STATED TASK
Please revise everything in the material below, from the line containing "Could you point out the drum in" down to the line containing "<point>477,398</point>", replacing "pixel coordinates" with "pixel positions" and changing nothing else. Return only those lines.

SUPPLIED RECORDS
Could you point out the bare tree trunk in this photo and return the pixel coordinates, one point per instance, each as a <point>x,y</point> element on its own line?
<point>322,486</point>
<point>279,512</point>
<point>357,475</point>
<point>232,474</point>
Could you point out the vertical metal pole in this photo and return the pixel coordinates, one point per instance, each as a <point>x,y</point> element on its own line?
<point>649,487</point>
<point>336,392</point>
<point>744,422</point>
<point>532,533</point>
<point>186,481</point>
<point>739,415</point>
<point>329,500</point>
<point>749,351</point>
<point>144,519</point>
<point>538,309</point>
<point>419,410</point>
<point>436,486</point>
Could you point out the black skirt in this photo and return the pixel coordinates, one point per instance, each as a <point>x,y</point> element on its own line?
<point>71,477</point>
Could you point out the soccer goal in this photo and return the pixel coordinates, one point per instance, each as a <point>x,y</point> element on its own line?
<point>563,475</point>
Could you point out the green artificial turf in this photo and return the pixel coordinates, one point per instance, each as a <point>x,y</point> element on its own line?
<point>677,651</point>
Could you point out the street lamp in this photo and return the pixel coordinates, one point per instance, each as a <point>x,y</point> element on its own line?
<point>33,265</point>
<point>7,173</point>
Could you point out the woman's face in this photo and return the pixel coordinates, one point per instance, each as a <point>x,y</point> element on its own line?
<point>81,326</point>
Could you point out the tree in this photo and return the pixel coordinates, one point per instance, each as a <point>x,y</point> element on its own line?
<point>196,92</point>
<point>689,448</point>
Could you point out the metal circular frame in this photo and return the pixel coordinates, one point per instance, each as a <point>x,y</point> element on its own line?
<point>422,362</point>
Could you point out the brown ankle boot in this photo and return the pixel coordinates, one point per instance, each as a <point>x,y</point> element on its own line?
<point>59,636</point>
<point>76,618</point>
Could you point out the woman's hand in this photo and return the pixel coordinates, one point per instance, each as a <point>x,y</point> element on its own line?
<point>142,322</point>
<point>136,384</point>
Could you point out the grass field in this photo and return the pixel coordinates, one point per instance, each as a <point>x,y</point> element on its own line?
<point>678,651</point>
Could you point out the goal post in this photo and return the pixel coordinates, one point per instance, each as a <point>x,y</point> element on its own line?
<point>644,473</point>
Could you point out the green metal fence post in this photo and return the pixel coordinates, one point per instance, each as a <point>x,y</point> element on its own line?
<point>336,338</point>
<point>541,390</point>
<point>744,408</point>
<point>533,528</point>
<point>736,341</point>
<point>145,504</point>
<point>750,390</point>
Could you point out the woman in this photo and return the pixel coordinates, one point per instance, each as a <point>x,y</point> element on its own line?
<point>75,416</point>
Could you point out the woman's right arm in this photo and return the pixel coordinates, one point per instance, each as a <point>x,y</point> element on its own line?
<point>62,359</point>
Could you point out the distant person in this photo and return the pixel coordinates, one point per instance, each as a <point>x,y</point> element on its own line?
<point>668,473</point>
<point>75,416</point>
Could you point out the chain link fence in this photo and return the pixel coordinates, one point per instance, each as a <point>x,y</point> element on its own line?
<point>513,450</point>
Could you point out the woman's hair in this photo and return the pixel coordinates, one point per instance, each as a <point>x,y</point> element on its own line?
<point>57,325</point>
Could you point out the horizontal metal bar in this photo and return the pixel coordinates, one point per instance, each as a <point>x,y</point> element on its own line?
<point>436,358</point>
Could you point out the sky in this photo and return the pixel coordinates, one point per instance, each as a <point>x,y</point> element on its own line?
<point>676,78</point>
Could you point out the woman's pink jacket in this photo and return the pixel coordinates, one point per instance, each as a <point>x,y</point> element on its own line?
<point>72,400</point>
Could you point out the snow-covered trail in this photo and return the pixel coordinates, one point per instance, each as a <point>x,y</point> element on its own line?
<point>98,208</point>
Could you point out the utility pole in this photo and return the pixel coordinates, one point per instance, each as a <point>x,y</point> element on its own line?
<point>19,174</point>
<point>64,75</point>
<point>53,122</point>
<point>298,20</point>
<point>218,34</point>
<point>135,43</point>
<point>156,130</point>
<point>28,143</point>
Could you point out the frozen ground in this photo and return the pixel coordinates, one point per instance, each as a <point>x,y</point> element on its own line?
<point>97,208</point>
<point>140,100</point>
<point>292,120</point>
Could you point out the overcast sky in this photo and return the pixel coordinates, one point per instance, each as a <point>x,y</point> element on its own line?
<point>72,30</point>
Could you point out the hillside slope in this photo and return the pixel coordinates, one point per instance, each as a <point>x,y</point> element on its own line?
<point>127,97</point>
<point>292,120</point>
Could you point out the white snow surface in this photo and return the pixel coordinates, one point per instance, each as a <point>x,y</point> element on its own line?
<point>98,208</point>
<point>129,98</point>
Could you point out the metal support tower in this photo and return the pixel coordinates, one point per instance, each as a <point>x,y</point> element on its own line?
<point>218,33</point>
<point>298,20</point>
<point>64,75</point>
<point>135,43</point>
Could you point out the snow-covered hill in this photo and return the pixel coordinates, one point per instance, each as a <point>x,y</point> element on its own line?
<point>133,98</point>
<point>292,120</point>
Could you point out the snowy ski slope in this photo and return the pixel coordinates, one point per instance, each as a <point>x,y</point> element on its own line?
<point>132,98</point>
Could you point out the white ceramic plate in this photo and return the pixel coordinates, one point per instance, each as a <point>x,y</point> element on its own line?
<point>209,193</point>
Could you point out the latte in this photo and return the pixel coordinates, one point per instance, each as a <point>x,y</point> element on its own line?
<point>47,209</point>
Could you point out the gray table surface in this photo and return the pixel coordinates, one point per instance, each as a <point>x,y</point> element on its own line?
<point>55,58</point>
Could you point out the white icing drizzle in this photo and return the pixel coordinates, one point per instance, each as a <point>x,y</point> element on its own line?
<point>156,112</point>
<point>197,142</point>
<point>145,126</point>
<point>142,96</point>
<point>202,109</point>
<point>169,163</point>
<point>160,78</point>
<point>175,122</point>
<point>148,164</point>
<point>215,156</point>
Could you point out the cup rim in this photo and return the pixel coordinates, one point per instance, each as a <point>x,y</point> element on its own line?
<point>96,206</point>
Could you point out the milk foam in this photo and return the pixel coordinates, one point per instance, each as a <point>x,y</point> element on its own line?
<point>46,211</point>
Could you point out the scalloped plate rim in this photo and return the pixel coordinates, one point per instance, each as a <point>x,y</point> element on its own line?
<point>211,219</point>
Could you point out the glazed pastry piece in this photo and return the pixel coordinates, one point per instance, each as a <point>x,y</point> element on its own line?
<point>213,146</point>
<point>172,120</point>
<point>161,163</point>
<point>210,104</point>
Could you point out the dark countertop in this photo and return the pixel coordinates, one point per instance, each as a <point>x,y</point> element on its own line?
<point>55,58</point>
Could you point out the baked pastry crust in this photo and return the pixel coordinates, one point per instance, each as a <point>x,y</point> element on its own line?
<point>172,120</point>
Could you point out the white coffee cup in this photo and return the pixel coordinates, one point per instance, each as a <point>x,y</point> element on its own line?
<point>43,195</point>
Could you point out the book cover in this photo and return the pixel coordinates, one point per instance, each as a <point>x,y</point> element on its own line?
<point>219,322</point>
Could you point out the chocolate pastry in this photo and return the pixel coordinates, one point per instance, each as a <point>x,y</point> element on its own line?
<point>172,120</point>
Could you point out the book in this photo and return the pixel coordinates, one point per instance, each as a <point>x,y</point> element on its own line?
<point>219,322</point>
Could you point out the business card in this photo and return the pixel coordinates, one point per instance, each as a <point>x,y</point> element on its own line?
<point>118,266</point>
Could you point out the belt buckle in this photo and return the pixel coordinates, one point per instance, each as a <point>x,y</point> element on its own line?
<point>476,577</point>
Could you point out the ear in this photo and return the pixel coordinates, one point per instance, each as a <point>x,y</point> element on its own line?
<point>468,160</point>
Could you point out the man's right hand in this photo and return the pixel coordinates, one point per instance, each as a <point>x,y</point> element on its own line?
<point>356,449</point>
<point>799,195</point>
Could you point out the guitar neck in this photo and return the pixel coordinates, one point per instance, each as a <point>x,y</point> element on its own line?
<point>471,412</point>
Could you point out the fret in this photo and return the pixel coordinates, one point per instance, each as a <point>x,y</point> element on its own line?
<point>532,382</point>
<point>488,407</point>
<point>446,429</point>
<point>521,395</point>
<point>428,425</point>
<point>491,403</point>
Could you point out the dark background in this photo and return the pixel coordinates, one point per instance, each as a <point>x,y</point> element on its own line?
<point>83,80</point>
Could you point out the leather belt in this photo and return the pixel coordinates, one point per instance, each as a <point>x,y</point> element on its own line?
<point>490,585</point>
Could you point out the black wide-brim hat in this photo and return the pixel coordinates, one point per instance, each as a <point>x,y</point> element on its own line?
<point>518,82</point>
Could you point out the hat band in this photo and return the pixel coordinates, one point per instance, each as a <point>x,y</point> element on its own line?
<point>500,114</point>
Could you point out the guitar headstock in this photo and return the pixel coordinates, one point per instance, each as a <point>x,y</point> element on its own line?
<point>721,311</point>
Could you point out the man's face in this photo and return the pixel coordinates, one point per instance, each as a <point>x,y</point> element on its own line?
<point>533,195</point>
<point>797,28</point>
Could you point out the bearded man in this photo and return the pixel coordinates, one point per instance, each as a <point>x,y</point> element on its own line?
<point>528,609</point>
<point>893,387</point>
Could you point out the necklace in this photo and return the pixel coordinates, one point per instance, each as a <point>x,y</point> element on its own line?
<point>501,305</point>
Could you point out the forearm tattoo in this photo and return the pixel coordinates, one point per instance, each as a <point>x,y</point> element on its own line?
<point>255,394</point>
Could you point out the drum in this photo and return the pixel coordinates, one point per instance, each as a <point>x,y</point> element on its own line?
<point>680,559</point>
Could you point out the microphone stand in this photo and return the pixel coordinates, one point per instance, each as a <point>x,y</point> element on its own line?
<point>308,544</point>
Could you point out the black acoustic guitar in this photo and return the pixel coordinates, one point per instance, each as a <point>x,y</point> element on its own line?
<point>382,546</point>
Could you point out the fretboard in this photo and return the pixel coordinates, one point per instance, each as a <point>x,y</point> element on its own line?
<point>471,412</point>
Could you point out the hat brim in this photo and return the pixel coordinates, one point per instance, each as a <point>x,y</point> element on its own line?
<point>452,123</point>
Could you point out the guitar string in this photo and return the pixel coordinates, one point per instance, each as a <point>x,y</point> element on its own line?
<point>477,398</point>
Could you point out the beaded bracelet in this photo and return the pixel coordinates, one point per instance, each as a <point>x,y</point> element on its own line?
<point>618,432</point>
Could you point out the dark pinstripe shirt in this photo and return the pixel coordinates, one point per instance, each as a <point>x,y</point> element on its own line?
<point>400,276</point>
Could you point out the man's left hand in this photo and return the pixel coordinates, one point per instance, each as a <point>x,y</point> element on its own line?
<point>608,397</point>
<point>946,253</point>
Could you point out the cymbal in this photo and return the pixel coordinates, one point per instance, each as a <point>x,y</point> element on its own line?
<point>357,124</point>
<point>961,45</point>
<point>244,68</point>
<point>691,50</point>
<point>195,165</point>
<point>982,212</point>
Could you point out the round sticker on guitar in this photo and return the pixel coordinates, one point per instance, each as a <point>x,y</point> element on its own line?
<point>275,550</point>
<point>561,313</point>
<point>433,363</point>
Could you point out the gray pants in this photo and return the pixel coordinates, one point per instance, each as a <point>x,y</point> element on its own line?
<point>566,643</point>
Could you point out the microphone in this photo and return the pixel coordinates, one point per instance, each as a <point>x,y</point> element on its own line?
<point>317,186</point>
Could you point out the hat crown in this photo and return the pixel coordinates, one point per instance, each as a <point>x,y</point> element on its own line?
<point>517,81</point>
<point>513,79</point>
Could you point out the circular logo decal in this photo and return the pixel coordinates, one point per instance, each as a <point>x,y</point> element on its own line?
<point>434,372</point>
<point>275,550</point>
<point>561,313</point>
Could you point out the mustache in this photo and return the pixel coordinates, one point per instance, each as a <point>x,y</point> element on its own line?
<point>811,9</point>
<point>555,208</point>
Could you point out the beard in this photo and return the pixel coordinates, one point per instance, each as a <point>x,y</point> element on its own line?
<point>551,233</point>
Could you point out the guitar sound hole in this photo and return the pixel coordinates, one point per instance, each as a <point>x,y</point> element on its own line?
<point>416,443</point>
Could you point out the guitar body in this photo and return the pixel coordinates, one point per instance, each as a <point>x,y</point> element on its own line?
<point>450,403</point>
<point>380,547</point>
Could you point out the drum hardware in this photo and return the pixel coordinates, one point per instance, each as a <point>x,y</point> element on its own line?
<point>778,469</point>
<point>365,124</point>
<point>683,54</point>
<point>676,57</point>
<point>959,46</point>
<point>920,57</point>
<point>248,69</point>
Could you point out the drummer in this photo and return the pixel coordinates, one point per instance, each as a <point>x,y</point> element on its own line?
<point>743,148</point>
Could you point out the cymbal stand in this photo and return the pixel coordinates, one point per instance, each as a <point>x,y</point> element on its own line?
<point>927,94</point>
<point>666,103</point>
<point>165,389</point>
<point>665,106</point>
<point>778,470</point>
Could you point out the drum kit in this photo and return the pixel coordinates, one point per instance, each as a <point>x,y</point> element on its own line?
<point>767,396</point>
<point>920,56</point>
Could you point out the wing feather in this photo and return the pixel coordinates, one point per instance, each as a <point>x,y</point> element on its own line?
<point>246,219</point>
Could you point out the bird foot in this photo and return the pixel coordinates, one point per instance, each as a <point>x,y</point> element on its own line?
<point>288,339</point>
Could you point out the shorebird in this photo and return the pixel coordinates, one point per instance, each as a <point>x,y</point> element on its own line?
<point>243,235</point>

IN RESPONSE
Could you point out the drum in this photo and return the pixel positions, one point per instance, each as a <point>x,y</point> element on its own line?
<point>680,559</point>
Could you point out the microphone stand in this photo and return the pixel positions, one point per instance, each as a <point>x,y</point> element on its own line?
<point>308,544</point>
Could you point out the black acoustic guitar in this photo and return the pixel positions, one point per instance, each as a <point>x,y</point> element on its own line?
<point>382,546</point>
Could you point out the fretboard in this photo and return the pixel positions, one point per instance, each as a <point>x,y</point> element on its own line?
<point>471,412</point>
Could you point out the hat brim in this photo and return the pixel positions, one point per instance, each as a <point>x,y</point> element on its own line?
<point>452,123</point>
Could you point out the guitar string in this photo and return the pixel positions, one point per instance, each as a <point>x,y</point> element on its own line?
<point>477,398</point>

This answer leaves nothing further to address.